(Zadania do wykonania):
1. Zwróć dokładnie ten urywek tekstu o crossficie i Runmageddonie, który zaczyna się od słów "Zaczęłam się wgłębiać" i kończy po słowach "oficjalnej stronie https://www.runmageddon.pl/.".
2. Podaj ponownie wszystkie wiersze danych zamieszczone poniżej, zastępując w nich każde "thickest" przez "widest" i nie zmieniając niczego innego, a obrazy pomiń w odpowiedzi.

Moja przygoda z crossfitem w miarę ładnej pogody rozkwita. Zimą byliśmy ograniczeni "boxem" do ćwiczeń, dziś możemy sięgnąć po ćwiczenia poza pudłem :)

Zaczęłam się wgłębiać w tajniki tego przedsięwzięcia i zachorowałam na start w imprezie.
Pierwsza, w której mogłabym się sprawdzić jest 30-05-2015 w Myślenicach. Tylko 6 km biegu, co mnie pociesza, 30 przeszkód co mnie nastraja dreszczykiem fajnych emocji :) Koszt imprezy jednak jest znaczny, ale zobaczymy jak sprawy się potoczą!
O wydarzeniu i rywalizacji jaką jest Runmageddon można poczytać na ich oficjalnej stronie https://www.runmageddon.pl/.

(Wiersze danych):

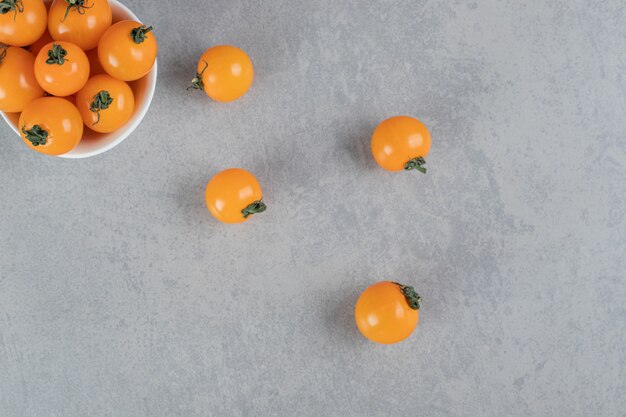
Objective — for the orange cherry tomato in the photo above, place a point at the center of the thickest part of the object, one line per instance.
(225, 73)
(51, 125)
(22, 22)
(18, 85)
(233, 195)
(81, 22)
(61, 68)
(387, 312)
(401, 143)
(128, 50)
(94, 63)
(105, 103)
(40, 43)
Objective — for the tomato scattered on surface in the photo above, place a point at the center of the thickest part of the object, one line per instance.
(387, 312)
(18, 85)
(128, 50)
(81, 22)
(51, 125)
(105, 103)
(61, 68)
(234, 195)
(22, 22)
(401, 143)
(225, 73)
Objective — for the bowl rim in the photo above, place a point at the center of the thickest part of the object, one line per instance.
(135, 121)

(Odpowiedzi do zadań):
1.
Zaczęłam się wgłębiać w tajniki tego przedsięwzięcia i zachorowałam na start w imprezie.
Pierwsza, w której mogłabym się sprawdzić jest 30-05-2015 w Myślenicach. Tylko 6 km biegu, co mnie pociesza, 30 przeszkód co mnie nastraja dreszczykiem fajnych emocji :) Koszt imprezy jednak jest znaczny, ale zobaczymy jak sprawy się potoczą!
O wydarzeniu i rywalizacji jaką jest Runmageddon można poczytać na ich oficjalnej stronie https://www.runmageddon.pl/.

2.
Objective — for the orange cherry tomato in the photo above, place a point at the center of the widest part of the object, one line per instance.
(225, 73)
(51, 125)
(22, 22)
(18, 85)
(233, 195)
(81, 22)
(61, 68)
(387, 312)
(401, 143)
(128, 50)
(94, 63)
(105, 103)
(40, 43)
Objective — for the tomato scattered on surface in the photo above, place a point at the center of the widest part of the object, one line per instance.
(387, 312)
(18, 85)
(128, 50)
(81, 22)
(51, 125)
(105, 103)
(61, 68)
(234, 195)
(22, 22)
(401, 143)
(225, 73)
Objective — for the bowl rim in the photo above, place a point at the center of the widest part of the object, one line per instance.
(135, 121)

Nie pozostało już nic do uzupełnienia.